- **Work to complete**
Every entry below should be reproduced exactly; no picture is to be included.

- **Task material**
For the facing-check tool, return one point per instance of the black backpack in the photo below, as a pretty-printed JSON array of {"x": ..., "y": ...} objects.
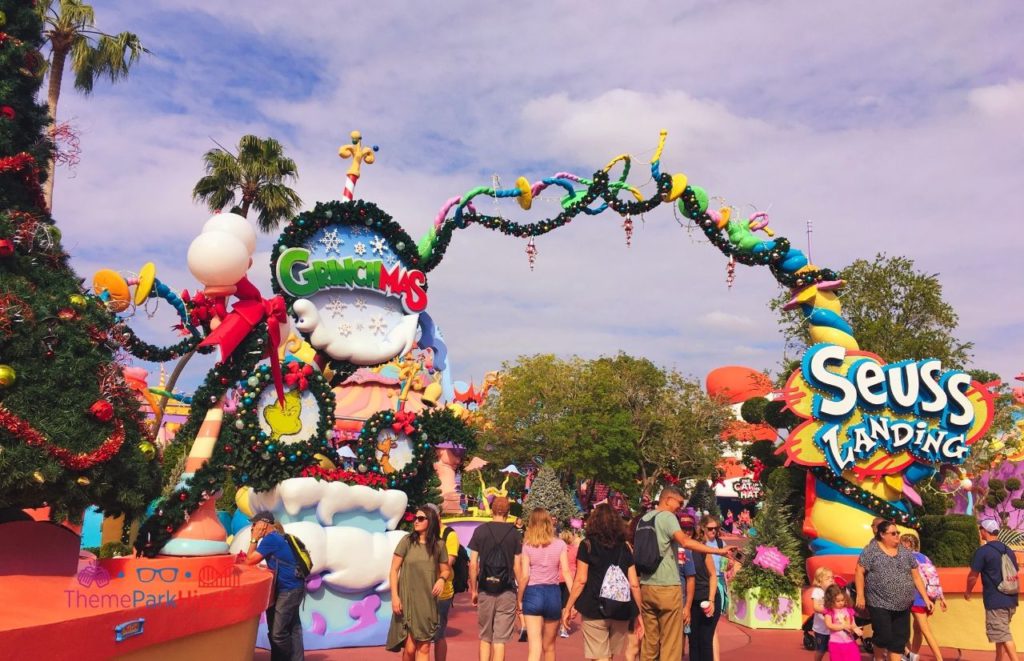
[
  {"x": 460, "y": 569},
  {"x": 496, "y": 566},
  {"x": 646, "y": 552}
]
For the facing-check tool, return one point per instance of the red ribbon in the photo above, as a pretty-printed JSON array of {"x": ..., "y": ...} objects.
[
  {"x": 403, "y": 422},
  {"x": 298, "y": 376},
  {"x": 240, "y": 322}
]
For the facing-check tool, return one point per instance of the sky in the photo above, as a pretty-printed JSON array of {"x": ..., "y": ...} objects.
[{"x": 894, "y": 128}]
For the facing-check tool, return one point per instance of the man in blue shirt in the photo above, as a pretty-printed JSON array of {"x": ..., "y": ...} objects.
[
  {"x": 283, "y": 625},
  {"x": 999, "y": 608}
]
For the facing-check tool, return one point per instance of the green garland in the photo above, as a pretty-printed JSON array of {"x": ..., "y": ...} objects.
[
  {"x": 173, "y": 511},
  {"x": 265, "y": 461},
  {"x": 409, "y": 477}
]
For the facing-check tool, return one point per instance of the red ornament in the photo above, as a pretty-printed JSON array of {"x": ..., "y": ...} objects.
[{"x": 101, "y": 410}]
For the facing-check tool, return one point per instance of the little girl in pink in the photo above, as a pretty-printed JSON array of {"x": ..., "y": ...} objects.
[{"x": 839, "y": 619}]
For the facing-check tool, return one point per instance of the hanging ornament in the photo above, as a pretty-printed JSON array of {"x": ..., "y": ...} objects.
[
  {"x": 7, "y": 376},
  {"x": 101, "y": 410},
  {"x": 531, "y": 253},
  {"x": 147, "y": 449}
]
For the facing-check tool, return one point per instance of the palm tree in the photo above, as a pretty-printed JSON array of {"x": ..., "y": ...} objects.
[
  {"x": 257, "y": 174},
  {"x": 69, "y": 28}
]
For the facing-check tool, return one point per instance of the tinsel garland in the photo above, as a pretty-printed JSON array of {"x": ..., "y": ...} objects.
[
  {"x": 71, "y": 460},
  {"x": 876, "y": 504},
  {"x": 25, "y": 164}
]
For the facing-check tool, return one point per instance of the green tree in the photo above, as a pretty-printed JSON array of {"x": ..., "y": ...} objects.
[
  {"x": 547, "y": 491},
  {"x": 257, "y": 175},
  {"x": 895, "y": 310},
  {"x": 70, "y": 30},
  {"x": 71, "y": 431},
  {"x": 621, "y": 421}
]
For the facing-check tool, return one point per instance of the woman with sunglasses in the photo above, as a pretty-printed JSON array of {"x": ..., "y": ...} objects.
[
  {"x": 419, "y": 571},
  {"x": 887, "y": 582}
]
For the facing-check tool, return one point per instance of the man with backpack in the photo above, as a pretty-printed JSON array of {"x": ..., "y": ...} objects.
[
  {"x": 995, "y": 563},
  {"x": 495, "y": 557},
  {"x": 457, "y": 582},
  {"x": 656, "y": 542},
  {"x": 268, "y": 542}
]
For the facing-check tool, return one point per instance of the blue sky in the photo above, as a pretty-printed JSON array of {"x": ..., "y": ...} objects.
[{"x": 895, "y": 127}]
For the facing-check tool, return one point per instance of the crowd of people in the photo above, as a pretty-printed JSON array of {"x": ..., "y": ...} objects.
[{"x": 648, "y": 588}]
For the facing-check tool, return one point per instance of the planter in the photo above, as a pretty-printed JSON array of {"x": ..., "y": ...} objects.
[{"x": 747, "y": 610}]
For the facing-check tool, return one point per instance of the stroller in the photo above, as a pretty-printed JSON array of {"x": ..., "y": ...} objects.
[{"x": 860, "y": 618}]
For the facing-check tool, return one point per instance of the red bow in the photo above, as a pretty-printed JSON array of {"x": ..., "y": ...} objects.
[
  {"x": 243, "y": 318},
  {"x": 403, "y": 422},
  {"x": 298, "y": 376}
]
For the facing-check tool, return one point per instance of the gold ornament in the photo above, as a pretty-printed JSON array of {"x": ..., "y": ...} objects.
[{"x": 7, "y": 376}]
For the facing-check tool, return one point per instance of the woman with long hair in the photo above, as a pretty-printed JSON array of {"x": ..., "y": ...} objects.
[
  {"x": 545, "y": 564},
  {"x": 605, "y": 621},
  {"x": 710, "y": 532},
  {"x": 419, "y": 570}
]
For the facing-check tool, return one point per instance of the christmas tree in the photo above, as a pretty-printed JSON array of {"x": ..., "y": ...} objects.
[
  {"x": 71, "y": 431},
  {"x": 547, "y": 492}
]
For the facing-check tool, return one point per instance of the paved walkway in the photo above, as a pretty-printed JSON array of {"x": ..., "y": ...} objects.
[{"x": 738, "y": 644}]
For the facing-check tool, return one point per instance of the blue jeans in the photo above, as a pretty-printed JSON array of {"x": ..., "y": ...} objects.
[
  {"x": 545, "y": 601},
  {"x": 284, "y": 627}
]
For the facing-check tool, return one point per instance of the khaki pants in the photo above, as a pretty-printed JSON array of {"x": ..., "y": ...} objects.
[{"x": 663, "y": 622}]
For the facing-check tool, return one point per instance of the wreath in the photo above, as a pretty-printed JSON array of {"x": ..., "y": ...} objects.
[
  {"x": 264, "y": 426},
  {"x": 384, "y": 432}
]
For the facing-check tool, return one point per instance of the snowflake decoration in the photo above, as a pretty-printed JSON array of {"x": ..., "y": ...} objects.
[
  {"x": 332, "y": 241},
  {"x": 336, "y": 307},
  {"x": 377, "y": 324}
]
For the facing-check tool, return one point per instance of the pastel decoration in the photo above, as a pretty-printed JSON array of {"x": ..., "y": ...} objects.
[
  {"x": 111, "y": 285},
  {"x": 772, "y": 559},
  {"x": 525, "y": 196},
  {"x": 217, "y": 259},
  {"x": 235, "y": 225},
  {"x": 146, "y": 275}
]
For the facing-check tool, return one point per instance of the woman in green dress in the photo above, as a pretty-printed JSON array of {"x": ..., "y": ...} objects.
[{"x": 419, "y": 570}]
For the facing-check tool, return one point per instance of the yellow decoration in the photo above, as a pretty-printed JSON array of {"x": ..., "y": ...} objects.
[
  {"x": 678, "y": 186},
  {"x": 356, "y": 152},
  {"x": 146, "y": 275},
  {"x": 117, "y": 289},
  {"x": 525, "y": 192},
  {"x": 242, "y": 501},
  {"x": 147, "y": 449}
]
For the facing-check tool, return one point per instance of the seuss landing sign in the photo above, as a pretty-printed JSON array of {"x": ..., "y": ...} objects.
[{"x": 876, "y": 419}]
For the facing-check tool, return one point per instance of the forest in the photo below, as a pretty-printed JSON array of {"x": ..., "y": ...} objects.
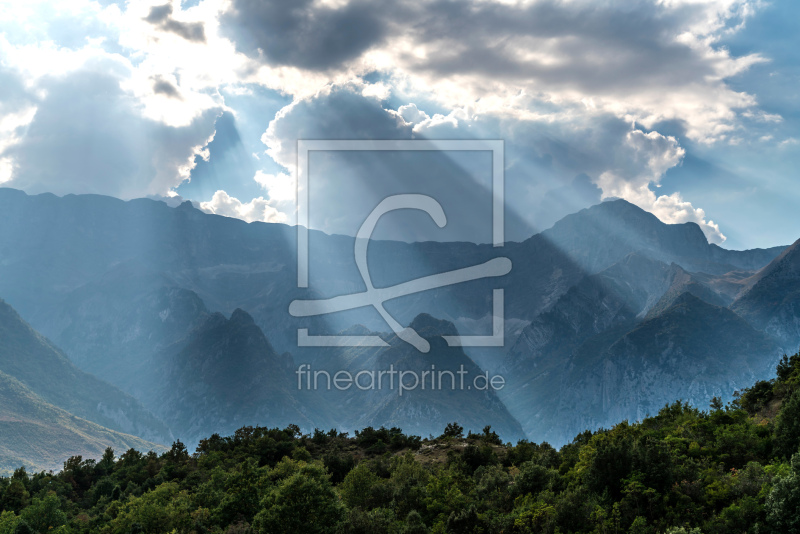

- **Problem solution**
For the facing-check tool, return one point per instance of the black backpack in the photo below, as a pretty-printed JSON array of {"x": ..., "y": ...} objects.
[
  {"x": 460, "y": 569},
  {"x": 496, "y": 566},
  {"x": 646, "y": 552}
]
For the facing-check tool, return one point per instance of the red ribbon in the photo above, as a pretty-printed JSON array of {"x": ..., "y": ...} objects.
[
  {"x": 403, "y": 422},
  {"x": 298, "y": 376},
  {"x": 240, "y": 322}
]
For the facing-check tool, return one point per instance of the sky in the photo above, as a pretty-printed JSON array of {"x": ..., "y": ...} objects.
[{"x": 894, "y": 128}]
For the facing-check tool, return one point per instance of the man in blue shirt in the photo above, as a pretty-printed JSON array of {"x": ..., "y": ...} objects.
[
  {"x": 283, "y": 625},
  {"x": 999, "y": 608}
]
For the facing-check tool, return one point per instance of the green garland in the photo above, as a pretty-printed JSON array of {"x": ..., "y": ...} objects.
[
  {"x": 173, "y": 511},
  {"x": 265, "y": 461},
  {"x": 409, "y": 477}
]
For the facing-check tool, return one point per instance of the red ornament in the photo above, as a pretty-printed JSON array of {"x": ..., "y": ...} objects.
[{"x": 101, "y": 410}]
For the facing-check tool, return one point per instance of the little girl in pink in the photo above, as a pretty-printed JSON array of {"x": ..., "y": ...} objects.
[{"x": 839, "y": 619}]
For the facing-check tool, return one point per instance of the hanging ornament in the photo above, as a pretty-printed JSON array of {"x": ..., "y": ...} objects.
[
  {"x": 7, "y": 376},
  {"x": 101, "y": 410},
  {"x": 531, "y": 253},
  {"x": 147, "y": 449}
]
For the facing-check tool, return one point per instance of the palm tree in the photo above, as a pretty-printed JSON array of {"x": ..., "y": ...} objects.
[
  {"x": 257, "y": 174},
  {"x": 69, "y": 28}
]
For the facing-check tool, return one point per instance of the tinsel garland in the photo above, as a pretty-printed JSON array of {"x": ..., "y": ...} objects.
[
  {"x": 71, "y": 460},
  {"x": 876, "y": 504},
  {"x": 25, "y": 164}
]
For the facing-check tool, return one point per instance of the green tree in the photo above, as a pretty-printed JSON array of {"x": ..., "y": ...} objects.
[
  {"x": 547, "y": 491},
  {"x": 257, "y": 175},
  {"x": 895, "y": 310},
  {"x": 70, "y": 30},
  {"x": 71, "y": 431},
  {"x": 621, "y": 421}
]
For the facing-check tool, return one point per instance of the woman with sunglasses in the photo above, as a pretty-printed JSON array of {"x": ..., "y": ...} objects.
[
  {"x": 419, "y": 571},
  {"x": 887, "y": 582}
]
For the facing-check tool, return one point per instance of the man with backpack in the photo above, as a pretty-printed JSON array of {"x": ..., "y": ...} objects.
[
  {"x": 995, "y": 563},
  {"x": 495, "y": 557},
  {"x": 457, "y": 582},
  {"x": 656, "y": 542},
  {"x": 268, "y": 542}
]
For the facing-check tool, return one point per instance of the blue sky in the photo above, as a pretty-printed JSON array of {"x": ..., "y": ...} objects.
[{"x": 895, "y": 127}]
For the facing-check tool, return one point per instance of the crowd of people in the photo above, as a pretty-printed JSON array of {"x": ..., "y": ...} objects.
[{"x": 648, "y": 588}]
For the facing-check tool, return one point per instance of the planter in the photo above, as a pretty-printed JSON array of {"x": ..., "y": ...} objects.
[{"x": 747, "y": 610}]
For the facing-check tool, return one point per instance of the stroller in the photo above, as a pretty-printed JSON array of {"x": ..., "y": ...} objects.
[{"x": 860, "y": 618}]
For the facing-check tool, return one point per instance of the red bow in the photo above, as a pretty-printed JSON array of {"x": ..., "y": ...} objects.
[
  {"x": 243, "y": 318},
  {"x": 403, "y": 422},
  {"x": 298, "y": 376}
]
For the facing-check tool, return one point per instance of the gold ornament in the photo above, as a pretty-printed JSON array of {"x": ..., "y": ...} objects.
[{"x": 7, "y": 376}]
For the facing-check tool, return one point per instance of the woman with long hair in the photo above, as a pretty-printed JSON array of {"x": ..., "y": ...} objects.
[
  {"x": 545, "y": 564},
  {"x": 605, "y": 621},
  {"x": 710, "y": 532},
  {"x": 419, "y": 570}
]
For the facing-check tool, return one point per instance of the christmas tree in the photo above, as a pretty-printed JSON array of {"x": ..., "y": ...} objects.
[
  {"x": 71, "y": 431},
  {"x": 547, "y": 492}
]
For the facing-check tool, return one point per instance of the paved walkway in the photo above, as a pretty-printed JSON array of {"x": ..., "y": ...} objects.
[{"x": 738, "y": 644}]
For the facing-check tool, return one point per instance of the blue jeans in the photo above, as a pretty-printed JSON array of {"x": ..., "y": ...} objects.
[
  {"x": 545, "y": 601},
  {"x": 284, "y": 627}
]
For the facing-check tool, return one point per instance of the khaki pants in the photo above, as a pretty-printed JSON array of {"x": ..., "y": ...} objects.
[{"x": 663, "y": 622}]
For the facing-check tool, return one point per instance of the wreath in the photo above, as a pretty-printed JSON array of {"x": ..., "y": ...} objects.
[
  {"x": 264, "y": 426},
  {"x": 384, "y": 432}
]
For the facing-check tool, return one point per instance of the snowflake decoration in the photo above, as a pretty-printed JSON array of {"x": ..., "y": ...} objects.
[
  {"x": 332, "y": 241},
  {"x": 336, "y": 307},
  {"x": 377, "y": 324}
]
For the facing-check tool, return one point per instance of the pastel decoration in the photo above, as a pretty-printed JSON array of {"x": ..., "y": ...} objects.
[
  {"x": 111, "y": 285},
  {"x": 772, "y": 559},
  {"x": 525, "y": 196},
  {"x": 217, "y": 259},
  {"x": 235, "y": 225},
  {"x": 146, "y": 275}
]
For the facing-check tool, return one point per instance of the woman in green dress in the photo above, as a pretty-printed JSON array of {"x": ..., "y": ...} objects.
[{"x": 419, "y": 570}]
For the facing-check tool, return one point per instance of the yellow decoration in the photo above, as a pretty-printed JSON array of {"x": ..., "y": ...} objects.
[
  {"x": 678, "y": 186},
  {"x": 356, "y": 152},
  {"x": 146, "y": 275},
  {"x": 117, "y": 289},
  {"x": 525, "y": 192},
  {"x": 242, "y": 501},
  {"x": 147, "y": 449}
]
For the facing-check tool, return one point per instance of the seuss landing sign in the photo above, as a pretty-printed JSON array of {"x": ..., "y": ...} objects.
[{"x": 876, "y": 419}]
For the facing-check tool, return one point per instance of the forest in the photo below, as a pretty-printed JSON array of {"x": ..., "y": ...} objects.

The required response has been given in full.